*Passage to read*.
Military Intelligence Looks Within

November 2000
By Robert K. Ackerman
E-mail About the Author

A re-examination of goals and capabilities is forcing the community to focus on human assets.

The defense intelligence community, flush with new collection and dissemination technologies, now faces a crisis in its human elements. Years of improving technological capabilities have left a serious gap in human intelligence collection as well as in analysis.

This challenge to the community is emerging just as its number of missions is increasing. The monolithic communist threat has given way to uncertain threats from varied sources in vaguely defined areas of operation. Instead of easing the burden on defense intelligence assets, the lessening of the focus on Russia has been more than offset by the need to monitor many new threats and to answer more calls for supporting new types of national security operations.

Change also is afoot in the very concept of the military intelligence database. The traditional data storage and retrieval system may give way to a web-enabled knowledge base. New sensors and sources producing new types of data are vexing planners who are tasked with designing a system that can understand and process this data into usable information.

Compounding these problems is a situation in which post-Cold-War military intelligence is being asked to do more with less—both in funding and in personnel. The budgetary constraints are limiting the ability to recruit and retain valuable people from the booming U.S. economy.

“Tactical intelligence is improving in terms of our ability to share and [is] challenged in our ability to collect,” states Vice Adm. Thomas R. Wilson, USN, director of the Defense Intelligence Agency (DIA). Adm. Wilson serves in two leadership roles. As DIA director, he oversees an all-source analysis agency that supports defense policy makers and weapons acquisition planners as well as military operations. In addition, the agency operates the defense human intelligence service, the defense attaché system.

The admiral also is the de facto director of military intelligence. In this role, he chairs the military intelligence board, which comprises the five service chiefs of intelligence, the unified command directors of intelligence, and representatives of the defense agencies that perform intelligence functions under the assistant secretary of defense for command, control, communications and intelligence. The admiral coordinates intelligence efforts from the national level down to the first component of a joint task force commander.

He also serves as program manager for the general defense intelligence program. This encompasses funding for the DIA, the service intelligence centers and the unified command joint intelligence centers.

Several points dominate defense intelligence program issues. These range from incorporating advanced capabilities to keeping up with intelligence demands that, in turn, have exceeded funding and personnel resources.

*Dataset content*.
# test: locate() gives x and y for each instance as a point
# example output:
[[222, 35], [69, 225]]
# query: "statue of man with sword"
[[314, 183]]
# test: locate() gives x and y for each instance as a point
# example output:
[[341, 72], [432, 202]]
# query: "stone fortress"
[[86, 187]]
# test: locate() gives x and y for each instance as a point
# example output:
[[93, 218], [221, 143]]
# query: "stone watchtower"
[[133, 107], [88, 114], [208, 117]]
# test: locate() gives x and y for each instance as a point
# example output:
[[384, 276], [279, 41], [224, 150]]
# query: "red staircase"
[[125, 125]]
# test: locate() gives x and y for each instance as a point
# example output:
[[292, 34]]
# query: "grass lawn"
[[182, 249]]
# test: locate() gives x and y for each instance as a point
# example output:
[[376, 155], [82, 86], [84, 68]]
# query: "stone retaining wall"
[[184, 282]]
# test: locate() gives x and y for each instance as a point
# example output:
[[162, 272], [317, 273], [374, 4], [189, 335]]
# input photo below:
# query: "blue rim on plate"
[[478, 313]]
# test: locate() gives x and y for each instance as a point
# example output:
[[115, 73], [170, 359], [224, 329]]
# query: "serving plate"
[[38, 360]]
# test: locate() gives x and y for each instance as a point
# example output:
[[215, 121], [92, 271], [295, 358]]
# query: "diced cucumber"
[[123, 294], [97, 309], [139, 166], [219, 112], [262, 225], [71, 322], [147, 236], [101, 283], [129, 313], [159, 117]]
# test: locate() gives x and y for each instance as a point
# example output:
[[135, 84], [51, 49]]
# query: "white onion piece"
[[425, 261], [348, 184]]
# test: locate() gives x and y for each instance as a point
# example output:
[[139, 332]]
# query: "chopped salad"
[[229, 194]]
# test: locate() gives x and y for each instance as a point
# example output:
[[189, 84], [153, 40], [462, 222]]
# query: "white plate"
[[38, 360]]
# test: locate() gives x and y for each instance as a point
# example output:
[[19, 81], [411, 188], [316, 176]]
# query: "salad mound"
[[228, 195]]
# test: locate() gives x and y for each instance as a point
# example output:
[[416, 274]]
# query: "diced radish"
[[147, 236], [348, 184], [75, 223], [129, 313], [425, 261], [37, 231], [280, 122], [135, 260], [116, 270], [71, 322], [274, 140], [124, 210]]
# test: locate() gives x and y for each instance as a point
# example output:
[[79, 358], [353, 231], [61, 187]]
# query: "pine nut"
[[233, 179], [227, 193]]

*What you need to do*.
Write the next part of the article on defense intelligence and its human assets, beginning right after its final sentence.

*Answer to the exercise*.
“If we are going to do as much as we are asked to do today, we are going to need a bigger investment in intelligence,” Adm. Wilson declares. “Right now, we are underresourced for our mission. As we have broader interests, we must recapitalize our investment, our equipment and the work force. Our ability to do that within the resource environment is the biggest challenge we have.

“First of all, there has been no peace dividend resulting from the fall of the Berlin Wall,” the admiral continues. “Even though the threat of worldwide nuclear war may be lower and some of the other concerns we had in the Cold War may not be the same, there is an intense interest by all of our senior customers in what really is happening in the former Soviet Union.” Defense planners and commanders still want information about developments in Russia’s strategic forces, its command and control, its nuclear material, and the effects of crime and corruption.

This translates to a broader mission for military intelligence than before. However, as with most defense organizations in the 1990s, the military intelligence community has seen its size and corresponding budgets cut.

“Even though we are a lot smaller than we were in 1990, we are looking just as intensely at some of these issues as we always were,” he notes. “Maybe it’s a less dangerous world in many respects, but it’s a more uncertain world.”

Adm. Wilson notes that the past 10 years have seen both the Gulf War and the end of the Soviet Union, and these two watershed events have changed the nature of the military and its intelligence needs. As the 1990s progressed, the military intelligence community found itself involved in many assignments that it had not anticipated. These included operations in Somalia, Bosnia and Herzegovina, Haiti and Kosovo.

The new concerns on the military intelligence plate include many of the issues plaguing the national intelligence community as a whole: international terrorism, information warfare and the worldwide proliferation of weapons of mass destruction, for example.

The Gulf War had a fundamental impact on the way military intelligence conducts business, the admiral notes. The highly effective situational awareness in that operation became a benchmark for commanders. There were lessons learned, however, which Adm. Wilson assigns to three categories.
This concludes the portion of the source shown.